(Stored data entries)
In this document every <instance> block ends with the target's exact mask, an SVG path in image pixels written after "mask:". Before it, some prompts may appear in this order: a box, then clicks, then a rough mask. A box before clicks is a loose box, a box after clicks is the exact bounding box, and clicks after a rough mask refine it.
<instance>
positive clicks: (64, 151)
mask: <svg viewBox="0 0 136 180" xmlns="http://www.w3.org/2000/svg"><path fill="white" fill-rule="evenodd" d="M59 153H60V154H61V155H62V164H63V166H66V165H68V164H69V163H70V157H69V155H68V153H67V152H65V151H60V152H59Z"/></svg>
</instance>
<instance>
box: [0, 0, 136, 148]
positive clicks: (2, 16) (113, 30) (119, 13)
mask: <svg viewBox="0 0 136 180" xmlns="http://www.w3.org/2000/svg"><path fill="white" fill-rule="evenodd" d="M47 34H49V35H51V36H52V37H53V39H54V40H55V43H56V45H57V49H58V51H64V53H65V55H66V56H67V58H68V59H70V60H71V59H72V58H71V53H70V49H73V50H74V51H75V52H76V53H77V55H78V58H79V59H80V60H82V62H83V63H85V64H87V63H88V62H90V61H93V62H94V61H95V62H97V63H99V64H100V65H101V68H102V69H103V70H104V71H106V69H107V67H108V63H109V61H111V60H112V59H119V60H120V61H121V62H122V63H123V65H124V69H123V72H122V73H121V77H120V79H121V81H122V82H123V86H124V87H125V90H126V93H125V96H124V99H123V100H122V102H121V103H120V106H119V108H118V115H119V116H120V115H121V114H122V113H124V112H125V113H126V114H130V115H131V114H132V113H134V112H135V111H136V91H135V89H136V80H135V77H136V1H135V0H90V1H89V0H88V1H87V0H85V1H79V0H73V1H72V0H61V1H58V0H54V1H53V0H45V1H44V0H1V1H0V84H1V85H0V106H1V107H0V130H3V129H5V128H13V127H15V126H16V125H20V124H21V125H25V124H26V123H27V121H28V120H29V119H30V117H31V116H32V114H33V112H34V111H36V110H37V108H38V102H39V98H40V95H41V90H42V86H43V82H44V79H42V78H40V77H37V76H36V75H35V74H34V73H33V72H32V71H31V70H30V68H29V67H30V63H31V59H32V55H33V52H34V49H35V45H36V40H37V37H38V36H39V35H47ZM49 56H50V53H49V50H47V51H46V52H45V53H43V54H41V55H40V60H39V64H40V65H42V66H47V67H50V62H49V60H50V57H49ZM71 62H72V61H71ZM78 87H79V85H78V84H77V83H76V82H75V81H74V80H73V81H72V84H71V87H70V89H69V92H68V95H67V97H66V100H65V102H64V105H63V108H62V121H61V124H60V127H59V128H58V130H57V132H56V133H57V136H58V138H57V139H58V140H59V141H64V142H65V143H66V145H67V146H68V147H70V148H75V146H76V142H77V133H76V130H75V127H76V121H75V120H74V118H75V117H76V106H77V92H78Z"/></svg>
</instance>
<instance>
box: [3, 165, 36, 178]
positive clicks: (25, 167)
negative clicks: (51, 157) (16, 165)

**Your task**
Copy verbatim the part of the records that runs from their first line through the line containing "positive clicks: (64, 151)", with both ends included.

**Reply**
In this document every <instance> block ends with the target's exact mask, an SVG path in image pixels written after "mask:". Before it, some prompts may appear in this order: a box, then clicks, then a rough mask. A box before clicks is a loose box, a box after clicks is the exact bounding box, and clicks after a rough mask refine it.
<instance>
positive clicks: (64, 151)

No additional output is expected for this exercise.